One option to overcome the need for programming skills is to provide graphical programming tools that even non-computer scientists can intuitively use. In this paper we will present our graphical program editor Grappa (Graphical Program Editor for Alida). Grappa allows to design workflows from individual image analysis operators and plugins in a graphical manner. It adopts the JGraph library for graph editing and visualization. Operators and plugins are associated with nodes of the graph, and processing pipelines are defined by linking nodes with directed edges.

A graphical editor for ImageJ will only gain broad acceptance if it offers ImageJ's full functionality. At the same time the effort for developers to make all functionality available should be minimal. While the puristic plugin interface in ImageJ renders external access to its functionality difficult, one of the main targets of the ImageJDev project developing ImageJ 2.0 is exactly to unify parameter declarations of plugins to ease external access.

Grappa is built on top of Alida, a library which follows similar aims and design principles as ImageJ 2.0.

It defines operators as basic units for image analysis. As each operator extends a common super class and annotates its parameters, Alida is able to offer generic mechanisms for operator configuration and execution. This is, e.g., the basis for fully automatic generation of GUIs and ImageJ plugins for operators.

══════

- _WHAT THE TASK REQUIRES_:
According to the text on Grappa, which library does it adopt for graph editing and visualization? Please answer briefly. You won't need the data.

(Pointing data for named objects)

══════

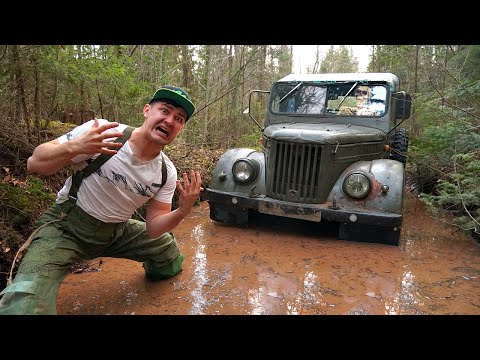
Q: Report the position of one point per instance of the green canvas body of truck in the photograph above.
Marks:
(332, 150)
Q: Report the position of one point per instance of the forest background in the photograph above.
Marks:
(47, 89)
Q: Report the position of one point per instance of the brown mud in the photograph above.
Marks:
(287, 266)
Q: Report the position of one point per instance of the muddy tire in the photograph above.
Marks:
(369, 233)
(399, 145)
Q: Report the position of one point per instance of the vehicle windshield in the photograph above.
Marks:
(329, 99)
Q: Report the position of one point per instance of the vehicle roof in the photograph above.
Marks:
(389, 78)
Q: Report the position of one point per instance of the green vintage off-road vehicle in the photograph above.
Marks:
(332, 151)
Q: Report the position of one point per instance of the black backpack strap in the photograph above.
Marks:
(78, 177)
(164, 172)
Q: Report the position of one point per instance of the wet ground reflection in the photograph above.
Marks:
(285, 266)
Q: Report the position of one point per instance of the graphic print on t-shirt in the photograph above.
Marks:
(120, 180)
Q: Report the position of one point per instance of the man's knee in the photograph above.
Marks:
(30, 294)
(156, 271)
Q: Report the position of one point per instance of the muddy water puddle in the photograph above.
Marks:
(286, 266)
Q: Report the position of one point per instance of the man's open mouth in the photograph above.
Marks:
(162, 130)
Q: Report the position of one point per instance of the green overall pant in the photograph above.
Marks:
(67, 234)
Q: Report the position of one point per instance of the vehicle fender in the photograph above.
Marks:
(222, 177)
(380, 172)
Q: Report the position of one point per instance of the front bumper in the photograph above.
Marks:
(310, 212)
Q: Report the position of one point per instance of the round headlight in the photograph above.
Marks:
(245, 170)
(356, 185)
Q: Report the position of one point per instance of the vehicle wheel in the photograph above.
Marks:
(399, 145)
(369, 233)
(228, 215)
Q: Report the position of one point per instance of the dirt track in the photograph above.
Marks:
(286, 266)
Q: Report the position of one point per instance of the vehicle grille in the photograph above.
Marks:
(294, 172)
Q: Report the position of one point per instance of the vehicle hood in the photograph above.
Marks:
(324, 133)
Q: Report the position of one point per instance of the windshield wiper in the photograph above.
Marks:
(291, 91)
(348, 93)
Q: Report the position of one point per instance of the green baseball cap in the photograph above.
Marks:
(177, 95)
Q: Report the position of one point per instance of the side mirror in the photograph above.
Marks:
(403, 105)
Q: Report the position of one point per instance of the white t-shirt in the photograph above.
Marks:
(120, 185)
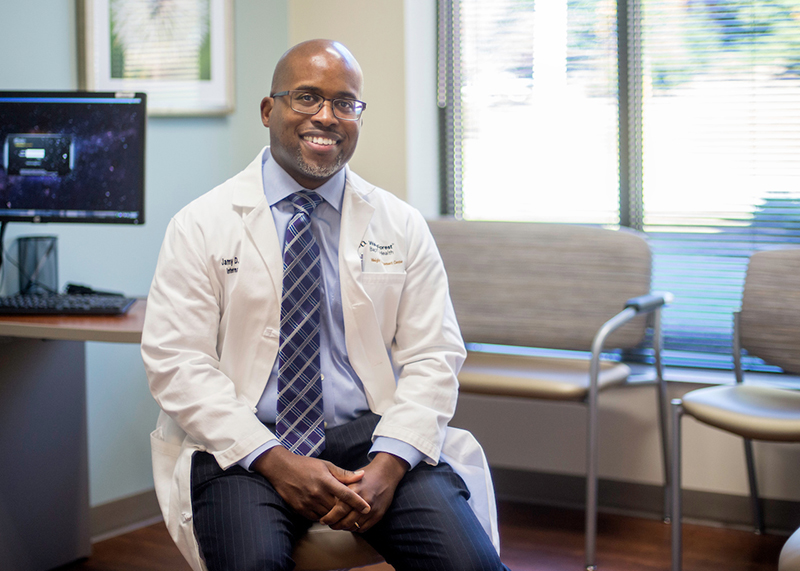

══════

- _THE OUTPUT_:
The JGraph library.